Copy the records word for word, starting from the first line and ending with the line that contains "98L491 96L478 113L448".

□ □ □ □ □

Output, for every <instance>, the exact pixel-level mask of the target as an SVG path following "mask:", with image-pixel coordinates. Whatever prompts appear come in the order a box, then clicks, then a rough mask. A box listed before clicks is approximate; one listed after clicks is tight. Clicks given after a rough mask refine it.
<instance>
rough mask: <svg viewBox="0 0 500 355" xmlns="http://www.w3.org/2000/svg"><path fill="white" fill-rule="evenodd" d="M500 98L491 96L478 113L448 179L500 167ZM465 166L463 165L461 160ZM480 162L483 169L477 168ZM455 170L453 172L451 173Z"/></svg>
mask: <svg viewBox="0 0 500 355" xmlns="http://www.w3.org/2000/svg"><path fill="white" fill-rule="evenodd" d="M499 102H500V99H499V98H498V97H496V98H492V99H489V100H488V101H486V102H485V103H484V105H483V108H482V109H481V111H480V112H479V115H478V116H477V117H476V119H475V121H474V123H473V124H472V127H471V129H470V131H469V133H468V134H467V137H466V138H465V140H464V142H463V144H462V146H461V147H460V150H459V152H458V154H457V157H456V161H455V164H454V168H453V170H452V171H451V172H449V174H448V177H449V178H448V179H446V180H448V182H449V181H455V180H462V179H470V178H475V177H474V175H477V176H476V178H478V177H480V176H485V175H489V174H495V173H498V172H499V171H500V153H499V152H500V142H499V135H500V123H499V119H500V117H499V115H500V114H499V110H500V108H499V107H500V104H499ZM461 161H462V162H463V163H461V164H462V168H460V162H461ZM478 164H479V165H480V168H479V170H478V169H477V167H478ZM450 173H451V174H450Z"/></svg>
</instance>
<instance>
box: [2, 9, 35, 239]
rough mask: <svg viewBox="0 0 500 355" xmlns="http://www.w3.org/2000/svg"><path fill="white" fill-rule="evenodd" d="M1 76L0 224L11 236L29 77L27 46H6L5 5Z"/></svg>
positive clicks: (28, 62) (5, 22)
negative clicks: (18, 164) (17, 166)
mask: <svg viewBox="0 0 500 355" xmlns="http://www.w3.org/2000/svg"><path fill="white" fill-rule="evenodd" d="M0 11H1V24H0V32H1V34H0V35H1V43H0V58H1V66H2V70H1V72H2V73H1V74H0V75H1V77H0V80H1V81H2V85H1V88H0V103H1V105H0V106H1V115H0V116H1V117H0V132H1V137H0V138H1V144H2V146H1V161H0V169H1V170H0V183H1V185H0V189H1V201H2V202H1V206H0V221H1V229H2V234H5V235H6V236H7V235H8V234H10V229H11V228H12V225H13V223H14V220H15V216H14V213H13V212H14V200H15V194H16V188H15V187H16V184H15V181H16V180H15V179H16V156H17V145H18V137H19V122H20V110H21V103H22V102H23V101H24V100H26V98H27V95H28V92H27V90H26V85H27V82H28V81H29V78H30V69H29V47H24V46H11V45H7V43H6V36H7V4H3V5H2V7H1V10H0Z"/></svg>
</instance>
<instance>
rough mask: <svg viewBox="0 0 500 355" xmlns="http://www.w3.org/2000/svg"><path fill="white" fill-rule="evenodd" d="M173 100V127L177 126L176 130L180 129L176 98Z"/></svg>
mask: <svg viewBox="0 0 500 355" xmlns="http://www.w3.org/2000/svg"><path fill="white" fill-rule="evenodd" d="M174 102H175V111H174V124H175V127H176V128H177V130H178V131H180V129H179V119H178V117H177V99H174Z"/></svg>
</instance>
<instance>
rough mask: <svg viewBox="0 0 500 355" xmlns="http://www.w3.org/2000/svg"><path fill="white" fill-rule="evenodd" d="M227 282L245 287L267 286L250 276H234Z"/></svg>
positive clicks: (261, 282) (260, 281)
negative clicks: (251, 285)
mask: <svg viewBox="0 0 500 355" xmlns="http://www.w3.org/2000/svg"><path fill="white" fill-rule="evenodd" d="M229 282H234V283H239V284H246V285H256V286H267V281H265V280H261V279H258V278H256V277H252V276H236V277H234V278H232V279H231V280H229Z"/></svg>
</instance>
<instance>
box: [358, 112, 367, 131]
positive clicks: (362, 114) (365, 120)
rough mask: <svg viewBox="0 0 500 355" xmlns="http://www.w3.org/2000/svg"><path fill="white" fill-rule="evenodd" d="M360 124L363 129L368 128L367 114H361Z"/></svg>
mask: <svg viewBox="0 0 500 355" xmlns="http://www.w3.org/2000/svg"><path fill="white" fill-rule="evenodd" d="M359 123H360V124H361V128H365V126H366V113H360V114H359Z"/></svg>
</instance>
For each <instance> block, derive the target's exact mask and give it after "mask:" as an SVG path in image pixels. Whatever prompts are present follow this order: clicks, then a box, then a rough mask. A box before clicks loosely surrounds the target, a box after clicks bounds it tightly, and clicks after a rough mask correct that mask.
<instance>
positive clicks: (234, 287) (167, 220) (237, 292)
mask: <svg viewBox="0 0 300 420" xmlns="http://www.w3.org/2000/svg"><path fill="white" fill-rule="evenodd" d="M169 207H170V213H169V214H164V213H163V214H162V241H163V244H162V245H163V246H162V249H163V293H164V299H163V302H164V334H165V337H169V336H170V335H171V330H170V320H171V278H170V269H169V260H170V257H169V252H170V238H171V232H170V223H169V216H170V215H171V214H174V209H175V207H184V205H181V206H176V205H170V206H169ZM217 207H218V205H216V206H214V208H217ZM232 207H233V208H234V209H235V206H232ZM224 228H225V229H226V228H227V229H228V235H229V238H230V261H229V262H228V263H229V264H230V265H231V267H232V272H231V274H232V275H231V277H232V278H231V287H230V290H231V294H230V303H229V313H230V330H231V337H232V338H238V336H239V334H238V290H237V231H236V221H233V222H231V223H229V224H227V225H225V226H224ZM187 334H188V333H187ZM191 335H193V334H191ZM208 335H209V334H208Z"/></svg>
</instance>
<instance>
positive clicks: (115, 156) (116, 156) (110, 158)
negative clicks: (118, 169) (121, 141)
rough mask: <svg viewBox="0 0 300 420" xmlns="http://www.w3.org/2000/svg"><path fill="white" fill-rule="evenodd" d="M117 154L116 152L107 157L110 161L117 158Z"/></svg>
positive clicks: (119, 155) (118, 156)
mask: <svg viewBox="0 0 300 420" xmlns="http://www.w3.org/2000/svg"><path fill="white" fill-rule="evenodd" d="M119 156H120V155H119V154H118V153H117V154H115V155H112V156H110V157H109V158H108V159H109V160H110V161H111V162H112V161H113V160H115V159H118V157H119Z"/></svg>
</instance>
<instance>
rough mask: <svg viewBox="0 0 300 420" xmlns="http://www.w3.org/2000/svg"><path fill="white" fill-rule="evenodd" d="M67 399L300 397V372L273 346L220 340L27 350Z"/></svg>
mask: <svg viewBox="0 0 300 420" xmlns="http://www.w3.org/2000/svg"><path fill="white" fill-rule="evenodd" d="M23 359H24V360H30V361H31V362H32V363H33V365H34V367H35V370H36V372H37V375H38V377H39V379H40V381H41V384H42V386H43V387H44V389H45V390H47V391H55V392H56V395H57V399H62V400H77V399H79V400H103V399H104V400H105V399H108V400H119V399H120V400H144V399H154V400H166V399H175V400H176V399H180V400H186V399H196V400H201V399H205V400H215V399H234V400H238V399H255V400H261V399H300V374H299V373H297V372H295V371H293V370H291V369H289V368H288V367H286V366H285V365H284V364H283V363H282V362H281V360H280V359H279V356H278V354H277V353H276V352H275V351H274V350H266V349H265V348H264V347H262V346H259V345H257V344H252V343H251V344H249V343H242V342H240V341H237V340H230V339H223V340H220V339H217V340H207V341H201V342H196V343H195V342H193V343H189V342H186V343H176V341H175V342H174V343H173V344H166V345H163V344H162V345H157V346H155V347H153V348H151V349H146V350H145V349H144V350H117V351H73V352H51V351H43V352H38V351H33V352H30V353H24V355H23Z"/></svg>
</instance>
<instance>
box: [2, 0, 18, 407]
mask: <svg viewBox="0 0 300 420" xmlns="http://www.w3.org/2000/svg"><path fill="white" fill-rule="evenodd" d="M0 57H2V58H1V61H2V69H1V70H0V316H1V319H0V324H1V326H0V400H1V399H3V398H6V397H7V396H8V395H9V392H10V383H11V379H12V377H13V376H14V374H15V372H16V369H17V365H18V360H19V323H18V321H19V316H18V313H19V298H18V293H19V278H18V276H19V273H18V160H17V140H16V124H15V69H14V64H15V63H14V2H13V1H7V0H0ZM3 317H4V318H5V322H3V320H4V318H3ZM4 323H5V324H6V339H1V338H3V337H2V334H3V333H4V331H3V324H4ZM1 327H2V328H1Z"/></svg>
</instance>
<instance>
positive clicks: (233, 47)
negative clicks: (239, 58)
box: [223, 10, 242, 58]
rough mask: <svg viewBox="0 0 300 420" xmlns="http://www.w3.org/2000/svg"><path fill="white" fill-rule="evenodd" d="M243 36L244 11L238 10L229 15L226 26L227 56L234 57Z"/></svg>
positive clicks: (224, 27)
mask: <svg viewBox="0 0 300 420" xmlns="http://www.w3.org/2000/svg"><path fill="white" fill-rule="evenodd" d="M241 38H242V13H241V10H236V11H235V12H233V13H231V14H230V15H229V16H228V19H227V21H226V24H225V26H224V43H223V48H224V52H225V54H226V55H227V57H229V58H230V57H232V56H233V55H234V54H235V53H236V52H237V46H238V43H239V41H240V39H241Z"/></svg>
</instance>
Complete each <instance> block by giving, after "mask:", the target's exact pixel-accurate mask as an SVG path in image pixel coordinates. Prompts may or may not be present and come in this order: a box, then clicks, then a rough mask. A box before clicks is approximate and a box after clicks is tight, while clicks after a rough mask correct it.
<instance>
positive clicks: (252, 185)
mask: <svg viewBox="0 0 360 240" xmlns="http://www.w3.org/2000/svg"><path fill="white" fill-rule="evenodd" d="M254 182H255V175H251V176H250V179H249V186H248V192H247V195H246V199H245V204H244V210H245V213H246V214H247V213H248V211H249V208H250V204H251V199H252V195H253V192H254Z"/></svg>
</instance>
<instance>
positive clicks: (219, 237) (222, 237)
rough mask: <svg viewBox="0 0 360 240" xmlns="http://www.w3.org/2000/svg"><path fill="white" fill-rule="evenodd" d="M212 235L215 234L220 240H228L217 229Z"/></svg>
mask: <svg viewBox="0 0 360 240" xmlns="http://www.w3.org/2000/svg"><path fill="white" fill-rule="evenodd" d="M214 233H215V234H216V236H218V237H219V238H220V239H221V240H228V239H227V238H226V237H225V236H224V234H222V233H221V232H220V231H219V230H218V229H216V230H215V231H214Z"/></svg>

□ □ □ □ □

Exercise output:
Output, for every <instance>, the exact pixel-level mask of the target as an SVG path following "mask:", with image-pixel coordinates. Whatever prompts appear come in the order a box, then clicks, then a rough mask. A box listed before clicks is approximate; one listed after clicks is tight. Clicks given after a rough mask refine it.
<instance>
rough mask: <svg viewBox="0 0 500 355" xmlns="http://www.w3.org/2000/svg"><path fill="white" fill-rule="evenodd" d="M500 98L491 96L478 113L448 179L500 167ZM465 166L463 165L461 160ZM480 162L483 169L477 168ZM455 170L453 172L451 173Z"/></svg>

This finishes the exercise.